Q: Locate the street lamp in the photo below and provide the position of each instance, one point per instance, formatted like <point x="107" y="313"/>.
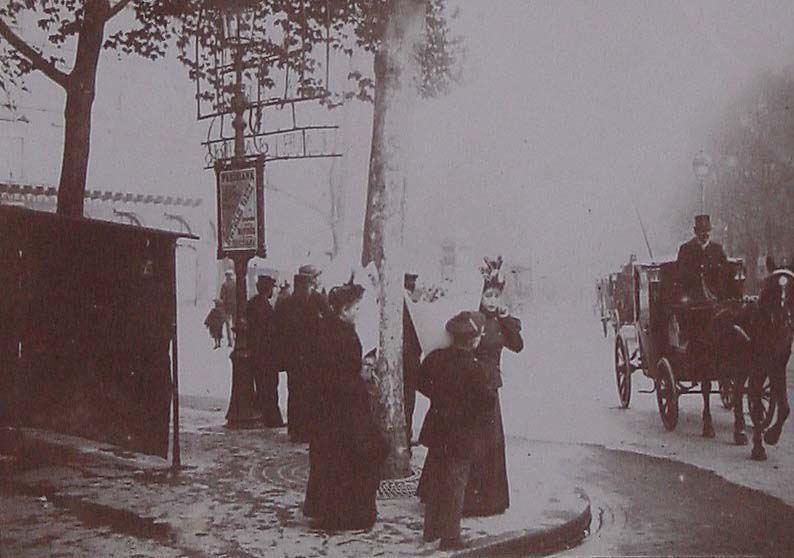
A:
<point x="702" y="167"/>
--
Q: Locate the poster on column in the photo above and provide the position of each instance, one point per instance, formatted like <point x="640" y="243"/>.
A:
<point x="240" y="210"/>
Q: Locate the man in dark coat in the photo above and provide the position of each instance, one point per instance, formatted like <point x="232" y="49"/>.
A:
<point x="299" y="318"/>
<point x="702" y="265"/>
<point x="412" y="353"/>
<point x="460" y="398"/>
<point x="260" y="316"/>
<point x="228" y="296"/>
* * *
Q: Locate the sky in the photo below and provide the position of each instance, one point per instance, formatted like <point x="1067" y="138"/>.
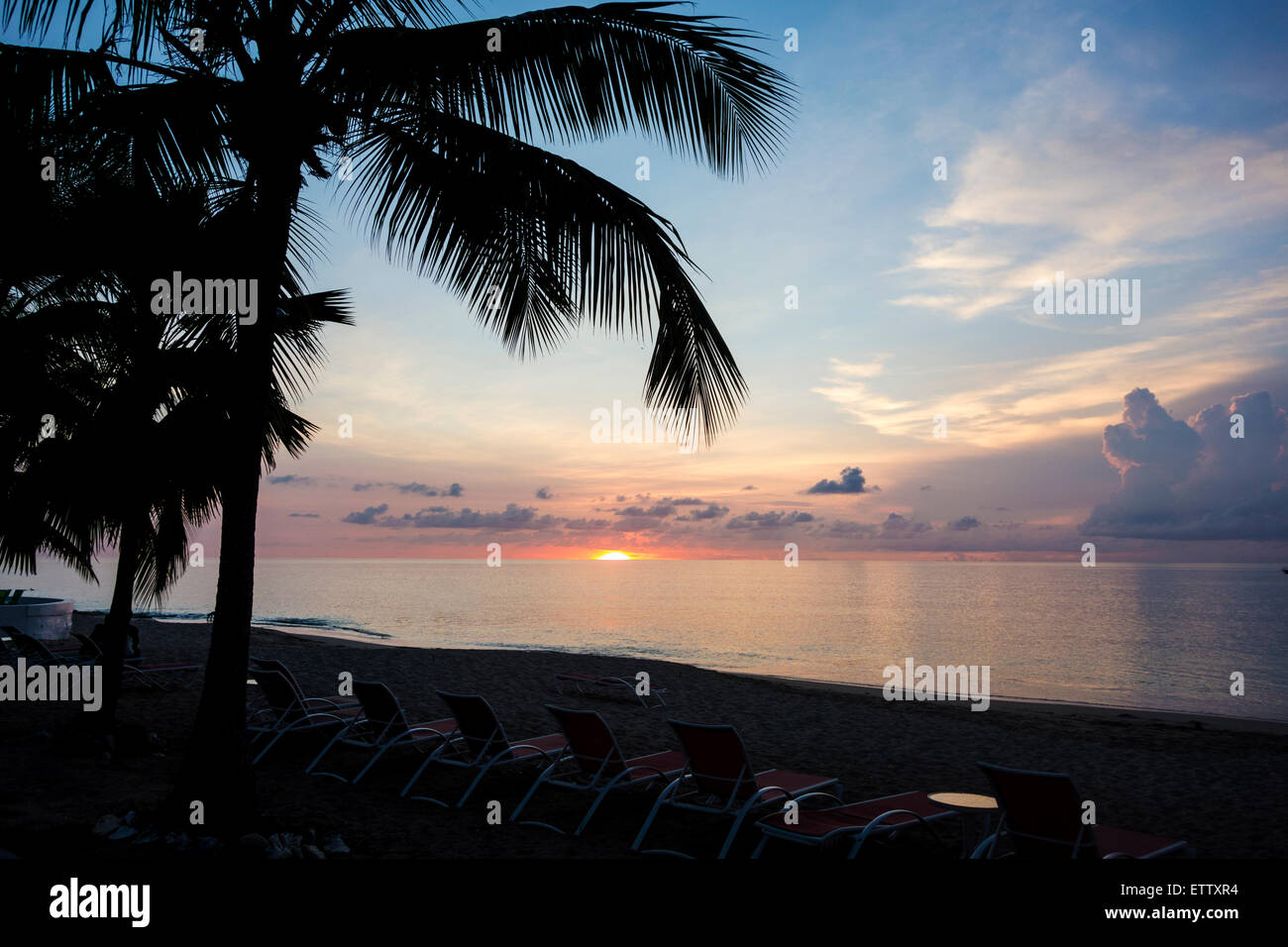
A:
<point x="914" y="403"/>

* [WORK REQUIRED]
Please list every line in the entries above that contains the word "each".

* [EXERCISE RESPONSE]
Q: Locate the street lamp in the photo below and provide the position of each instance, one point per instance, formatted like <point x="107" y="313"/>.
Q: Locate the poster on column in the photo above and provide the position of each instance, one point per instance, formatted like <point x="640" y="243"/>.
Q: Locate the man in dark coat in the photo above and provide the position of each instance, one point per instance, formatted like <point x="232" y="49"/>.
Q: Locate the sky in the photo below and provide the position of each instance, one point per instance, formatted like <point x="1067" y="138"/>.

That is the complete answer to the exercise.